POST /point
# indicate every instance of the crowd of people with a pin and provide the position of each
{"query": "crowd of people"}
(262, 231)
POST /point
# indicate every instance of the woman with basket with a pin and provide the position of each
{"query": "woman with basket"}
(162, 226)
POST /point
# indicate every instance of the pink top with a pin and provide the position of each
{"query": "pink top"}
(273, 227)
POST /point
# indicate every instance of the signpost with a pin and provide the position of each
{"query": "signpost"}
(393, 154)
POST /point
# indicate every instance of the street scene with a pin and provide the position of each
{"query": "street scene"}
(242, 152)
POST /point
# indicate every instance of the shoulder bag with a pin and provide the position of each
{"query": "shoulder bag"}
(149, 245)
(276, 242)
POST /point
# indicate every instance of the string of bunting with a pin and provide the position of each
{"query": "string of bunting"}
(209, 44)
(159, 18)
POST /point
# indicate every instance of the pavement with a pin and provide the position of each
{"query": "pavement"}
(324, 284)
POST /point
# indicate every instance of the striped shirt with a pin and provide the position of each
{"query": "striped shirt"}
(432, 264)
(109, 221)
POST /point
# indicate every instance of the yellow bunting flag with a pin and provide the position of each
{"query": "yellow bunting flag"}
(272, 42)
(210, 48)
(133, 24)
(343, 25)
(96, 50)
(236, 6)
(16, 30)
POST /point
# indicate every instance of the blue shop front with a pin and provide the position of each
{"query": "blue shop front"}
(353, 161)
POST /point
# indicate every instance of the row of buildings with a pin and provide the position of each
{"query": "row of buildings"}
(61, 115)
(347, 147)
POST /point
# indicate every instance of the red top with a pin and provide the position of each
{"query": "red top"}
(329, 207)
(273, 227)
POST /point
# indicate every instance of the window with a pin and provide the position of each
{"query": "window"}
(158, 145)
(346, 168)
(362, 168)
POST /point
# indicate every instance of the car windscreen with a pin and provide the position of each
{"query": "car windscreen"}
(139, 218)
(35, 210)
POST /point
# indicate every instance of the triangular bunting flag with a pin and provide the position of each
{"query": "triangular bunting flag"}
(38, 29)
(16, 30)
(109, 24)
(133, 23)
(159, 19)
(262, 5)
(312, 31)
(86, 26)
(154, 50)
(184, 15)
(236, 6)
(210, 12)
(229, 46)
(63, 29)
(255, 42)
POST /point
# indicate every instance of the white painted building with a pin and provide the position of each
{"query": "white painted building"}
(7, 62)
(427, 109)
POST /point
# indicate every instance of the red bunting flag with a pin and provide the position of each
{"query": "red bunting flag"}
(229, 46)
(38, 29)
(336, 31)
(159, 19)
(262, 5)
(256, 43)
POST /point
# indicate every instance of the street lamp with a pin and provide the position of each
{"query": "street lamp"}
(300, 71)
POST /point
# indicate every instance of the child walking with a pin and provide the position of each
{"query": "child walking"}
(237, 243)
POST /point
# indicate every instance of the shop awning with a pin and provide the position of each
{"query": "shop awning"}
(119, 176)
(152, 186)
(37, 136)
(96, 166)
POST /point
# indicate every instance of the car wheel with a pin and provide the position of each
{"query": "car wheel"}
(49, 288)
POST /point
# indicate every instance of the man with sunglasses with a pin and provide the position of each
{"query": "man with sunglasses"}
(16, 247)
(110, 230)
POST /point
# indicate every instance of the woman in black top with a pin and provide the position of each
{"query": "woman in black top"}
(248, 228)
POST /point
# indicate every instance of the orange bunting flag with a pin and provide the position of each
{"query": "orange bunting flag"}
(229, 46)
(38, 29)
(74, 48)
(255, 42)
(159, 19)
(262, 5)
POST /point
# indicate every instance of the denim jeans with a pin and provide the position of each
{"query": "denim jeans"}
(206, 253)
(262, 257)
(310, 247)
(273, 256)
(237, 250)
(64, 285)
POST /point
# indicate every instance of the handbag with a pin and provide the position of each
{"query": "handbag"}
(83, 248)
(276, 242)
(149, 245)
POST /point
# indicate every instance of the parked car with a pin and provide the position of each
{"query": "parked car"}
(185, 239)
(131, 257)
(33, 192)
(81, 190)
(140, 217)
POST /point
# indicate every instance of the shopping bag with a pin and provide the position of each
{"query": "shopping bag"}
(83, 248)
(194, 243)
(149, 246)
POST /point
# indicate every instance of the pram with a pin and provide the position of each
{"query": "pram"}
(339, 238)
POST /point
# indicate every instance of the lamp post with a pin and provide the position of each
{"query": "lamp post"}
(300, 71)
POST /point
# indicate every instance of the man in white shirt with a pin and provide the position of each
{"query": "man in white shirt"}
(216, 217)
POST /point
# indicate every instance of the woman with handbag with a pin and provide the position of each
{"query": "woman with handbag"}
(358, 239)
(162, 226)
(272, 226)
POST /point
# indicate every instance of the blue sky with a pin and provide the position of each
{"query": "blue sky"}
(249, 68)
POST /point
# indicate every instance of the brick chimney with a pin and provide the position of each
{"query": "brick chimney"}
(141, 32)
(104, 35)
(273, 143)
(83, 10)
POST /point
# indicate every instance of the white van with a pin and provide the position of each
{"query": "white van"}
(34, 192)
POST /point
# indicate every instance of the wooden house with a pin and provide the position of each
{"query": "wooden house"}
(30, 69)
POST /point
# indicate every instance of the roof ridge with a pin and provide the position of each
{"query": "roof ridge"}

•••

Return each line above that contains the word "shoulder". Case counts, so only matches with the same capitalization qualify.

# indicate every instance of the shoulder bag with a pin and provide the position of each
{"query": "shoulder bag"}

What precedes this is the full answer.